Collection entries
###

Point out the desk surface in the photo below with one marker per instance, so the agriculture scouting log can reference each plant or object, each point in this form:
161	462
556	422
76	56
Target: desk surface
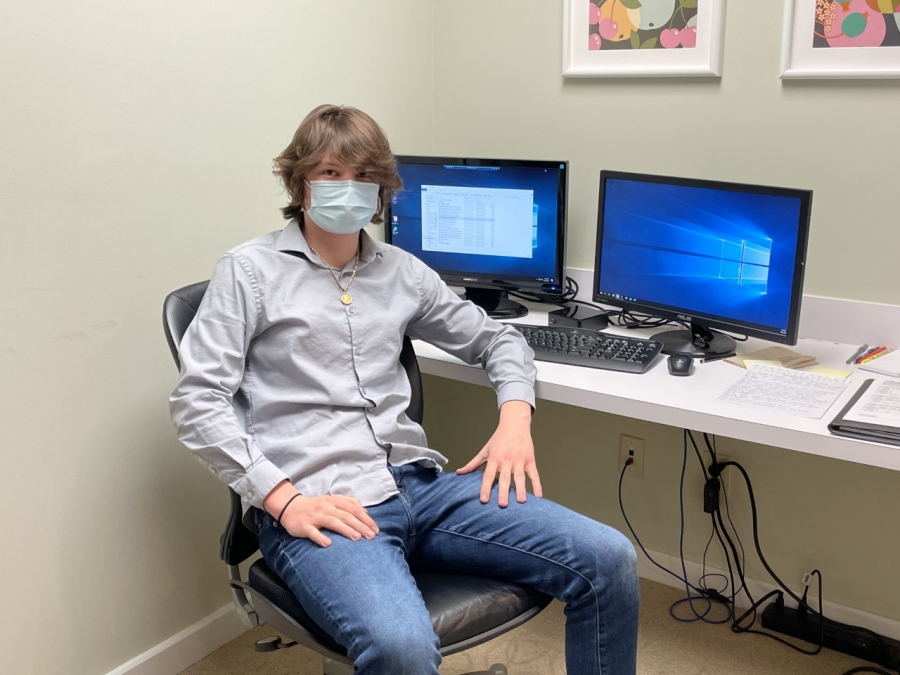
689	402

###

» **THE TASK**
Reproduce every line of the records above, including the requests. Shift each answer coordinate by adding 25 to every number, and leave out the pictures.

» **SOLUTION FOR THIS PROBLEM**
Point out the desk surface in the photo below with one marker per instance, so the agriculture scouting log can reference each plant or object, each point in this form:
161	462
556	422
76	56
Target: desk surface
714	427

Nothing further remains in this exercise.